## Saved data entries

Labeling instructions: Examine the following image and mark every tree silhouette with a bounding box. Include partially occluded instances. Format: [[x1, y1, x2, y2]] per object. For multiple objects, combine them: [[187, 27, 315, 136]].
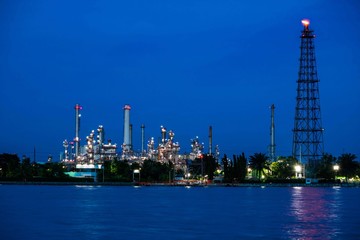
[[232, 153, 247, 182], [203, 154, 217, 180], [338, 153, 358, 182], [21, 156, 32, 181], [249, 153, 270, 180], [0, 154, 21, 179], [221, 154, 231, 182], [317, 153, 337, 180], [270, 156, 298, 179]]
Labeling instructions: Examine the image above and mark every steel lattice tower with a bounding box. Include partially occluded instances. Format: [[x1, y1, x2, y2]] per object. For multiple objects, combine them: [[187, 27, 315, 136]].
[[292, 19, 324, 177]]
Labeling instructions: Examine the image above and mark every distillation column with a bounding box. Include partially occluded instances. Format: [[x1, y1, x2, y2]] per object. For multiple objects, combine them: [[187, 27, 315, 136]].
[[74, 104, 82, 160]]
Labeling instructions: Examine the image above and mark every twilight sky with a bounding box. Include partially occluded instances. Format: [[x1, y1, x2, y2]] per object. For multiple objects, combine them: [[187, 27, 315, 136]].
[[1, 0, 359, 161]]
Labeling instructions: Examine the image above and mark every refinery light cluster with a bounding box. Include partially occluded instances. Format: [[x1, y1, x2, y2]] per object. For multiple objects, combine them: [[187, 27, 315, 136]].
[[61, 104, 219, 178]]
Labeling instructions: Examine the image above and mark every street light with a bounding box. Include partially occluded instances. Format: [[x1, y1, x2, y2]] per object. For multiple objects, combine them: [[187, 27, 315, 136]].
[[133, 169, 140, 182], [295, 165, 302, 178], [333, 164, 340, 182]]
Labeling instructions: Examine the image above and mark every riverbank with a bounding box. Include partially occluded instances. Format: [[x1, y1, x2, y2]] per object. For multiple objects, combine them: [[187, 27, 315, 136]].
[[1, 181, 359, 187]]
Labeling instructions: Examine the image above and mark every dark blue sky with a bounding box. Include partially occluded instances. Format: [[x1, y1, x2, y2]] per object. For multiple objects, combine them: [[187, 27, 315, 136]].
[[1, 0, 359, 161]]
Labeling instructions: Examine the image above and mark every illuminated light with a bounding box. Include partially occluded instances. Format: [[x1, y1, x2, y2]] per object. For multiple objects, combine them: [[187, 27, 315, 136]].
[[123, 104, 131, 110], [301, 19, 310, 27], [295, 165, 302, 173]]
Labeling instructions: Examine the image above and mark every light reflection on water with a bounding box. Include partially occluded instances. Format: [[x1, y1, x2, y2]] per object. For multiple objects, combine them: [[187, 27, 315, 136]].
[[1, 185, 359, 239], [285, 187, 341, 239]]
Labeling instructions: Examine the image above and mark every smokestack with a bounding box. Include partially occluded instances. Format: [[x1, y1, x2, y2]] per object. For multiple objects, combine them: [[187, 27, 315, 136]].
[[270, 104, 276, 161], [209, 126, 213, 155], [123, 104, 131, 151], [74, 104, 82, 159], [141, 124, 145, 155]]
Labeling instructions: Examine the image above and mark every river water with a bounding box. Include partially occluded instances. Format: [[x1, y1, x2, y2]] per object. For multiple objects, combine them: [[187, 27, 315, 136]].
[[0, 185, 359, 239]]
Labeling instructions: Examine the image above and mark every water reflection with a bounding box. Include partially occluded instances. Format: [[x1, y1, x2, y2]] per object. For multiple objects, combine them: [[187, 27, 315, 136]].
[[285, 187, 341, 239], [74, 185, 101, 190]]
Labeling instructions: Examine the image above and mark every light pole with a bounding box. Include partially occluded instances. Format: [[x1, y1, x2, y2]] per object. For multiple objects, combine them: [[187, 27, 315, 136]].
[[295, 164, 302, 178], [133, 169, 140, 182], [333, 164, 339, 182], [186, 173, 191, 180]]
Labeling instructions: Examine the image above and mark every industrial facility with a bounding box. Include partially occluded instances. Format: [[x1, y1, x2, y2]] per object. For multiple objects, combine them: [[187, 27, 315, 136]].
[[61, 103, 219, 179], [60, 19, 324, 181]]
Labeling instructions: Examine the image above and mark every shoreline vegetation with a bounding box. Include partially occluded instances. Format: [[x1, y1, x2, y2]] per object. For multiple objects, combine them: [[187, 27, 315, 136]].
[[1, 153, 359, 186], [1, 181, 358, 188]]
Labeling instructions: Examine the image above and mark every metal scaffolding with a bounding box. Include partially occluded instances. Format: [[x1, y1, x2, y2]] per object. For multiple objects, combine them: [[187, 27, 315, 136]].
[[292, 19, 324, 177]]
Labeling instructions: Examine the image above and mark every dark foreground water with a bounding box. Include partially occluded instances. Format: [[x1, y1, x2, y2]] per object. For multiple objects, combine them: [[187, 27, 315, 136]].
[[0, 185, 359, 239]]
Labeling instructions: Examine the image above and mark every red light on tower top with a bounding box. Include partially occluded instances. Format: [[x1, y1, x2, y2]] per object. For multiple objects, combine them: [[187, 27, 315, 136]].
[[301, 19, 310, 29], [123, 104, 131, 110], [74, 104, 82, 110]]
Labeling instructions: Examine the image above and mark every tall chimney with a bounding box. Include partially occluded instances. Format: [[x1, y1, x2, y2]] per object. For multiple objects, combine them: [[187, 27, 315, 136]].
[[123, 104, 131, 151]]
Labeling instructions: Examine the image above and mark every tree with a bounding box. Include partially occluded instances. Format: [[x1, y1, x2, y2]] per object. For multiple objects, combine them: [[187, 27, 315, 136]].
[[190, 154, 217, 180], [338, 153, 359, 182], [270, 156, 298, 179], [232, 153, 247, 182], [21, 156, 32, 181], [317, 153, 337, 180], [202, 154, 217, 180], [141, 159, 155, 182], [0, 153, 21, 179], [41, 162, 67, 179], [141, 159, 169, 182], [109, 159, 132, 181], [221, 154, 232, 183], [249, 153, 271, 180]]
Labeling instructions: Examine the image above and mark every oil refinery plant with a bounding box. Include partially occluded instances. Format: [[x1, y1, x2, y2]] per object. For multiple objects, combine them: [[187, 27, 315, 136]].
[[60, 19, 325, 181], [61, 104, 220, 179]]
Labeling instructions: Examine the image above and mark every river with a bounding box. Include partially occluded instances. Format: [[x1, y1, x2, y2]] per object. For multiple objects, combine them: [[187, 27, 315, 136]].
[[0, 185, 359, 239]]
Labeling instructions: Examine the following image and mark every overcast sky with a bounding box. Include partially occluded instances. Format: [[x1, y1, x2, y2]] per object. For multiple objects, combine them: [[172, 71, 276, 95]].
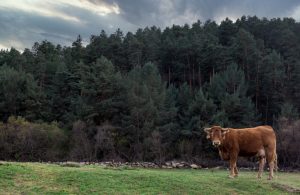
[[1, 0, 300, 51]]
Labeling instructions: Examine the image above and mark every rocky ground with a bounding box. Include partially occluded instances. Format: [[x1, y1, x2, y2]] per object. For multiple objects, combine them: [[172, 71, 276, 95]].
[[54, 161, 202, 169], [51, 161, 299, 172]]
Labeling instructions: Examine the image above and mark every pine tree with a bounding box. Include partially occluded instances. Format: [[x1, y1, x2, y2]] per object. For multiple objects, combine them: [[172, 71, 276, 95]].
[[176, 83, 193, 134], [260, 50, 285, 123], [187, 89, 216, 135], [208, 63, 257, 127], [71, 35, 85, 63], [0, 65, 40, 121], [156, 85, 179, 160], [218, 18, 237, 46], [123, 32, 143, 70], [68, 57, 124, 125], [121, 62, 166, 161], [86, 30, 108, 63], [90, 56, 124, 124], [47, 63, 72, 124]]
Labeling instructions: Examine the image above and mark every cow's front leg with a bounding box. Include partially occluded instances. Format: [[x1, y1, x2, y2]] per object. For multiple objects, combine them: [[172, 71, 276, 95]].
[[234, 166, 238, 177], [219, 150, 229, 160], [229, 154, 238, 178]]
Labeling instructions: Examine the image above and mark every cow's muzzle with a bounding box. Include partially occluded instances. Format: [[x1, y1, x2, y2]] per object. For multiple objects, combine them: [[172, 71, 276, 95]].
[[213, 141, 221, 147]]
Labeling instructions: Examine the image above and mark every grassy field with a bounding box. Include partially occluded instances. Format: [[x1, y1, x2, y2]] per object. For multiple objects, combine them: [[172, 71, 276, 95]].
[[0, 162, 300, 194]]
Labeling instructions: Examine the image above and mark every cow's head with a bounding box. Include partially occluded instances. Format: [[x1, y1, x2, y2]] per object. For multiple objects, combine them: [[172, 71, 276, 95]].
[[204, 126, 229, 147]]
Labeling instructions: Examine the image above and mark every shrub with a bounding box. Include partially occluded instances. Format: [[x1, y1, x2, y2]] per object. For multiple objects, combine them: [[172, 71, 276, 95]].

## THE PROBLEM
The lines from the one with "every cow's head" through the end of the data above are to be set down exactly, with both boundary lines included and no other lines.

## THE ANSWER
Labeling instructions: Examine the image above and mark every cow's head with a bounding box. Include partially occluded instances. Format: [[x1, y1, x2, y2]] per object. For multiple objects, combine them: [[172, 71, 276, 95]].
[[204, 126, 229, 147]]
Labeling instructions: Examine the image above and mark every shrub with a bounding box. Include partially occluded instances. Format: [[x1, y1, x2, y2]] per object. For multiple objects, combine them: [[172, 71, 276, 95]].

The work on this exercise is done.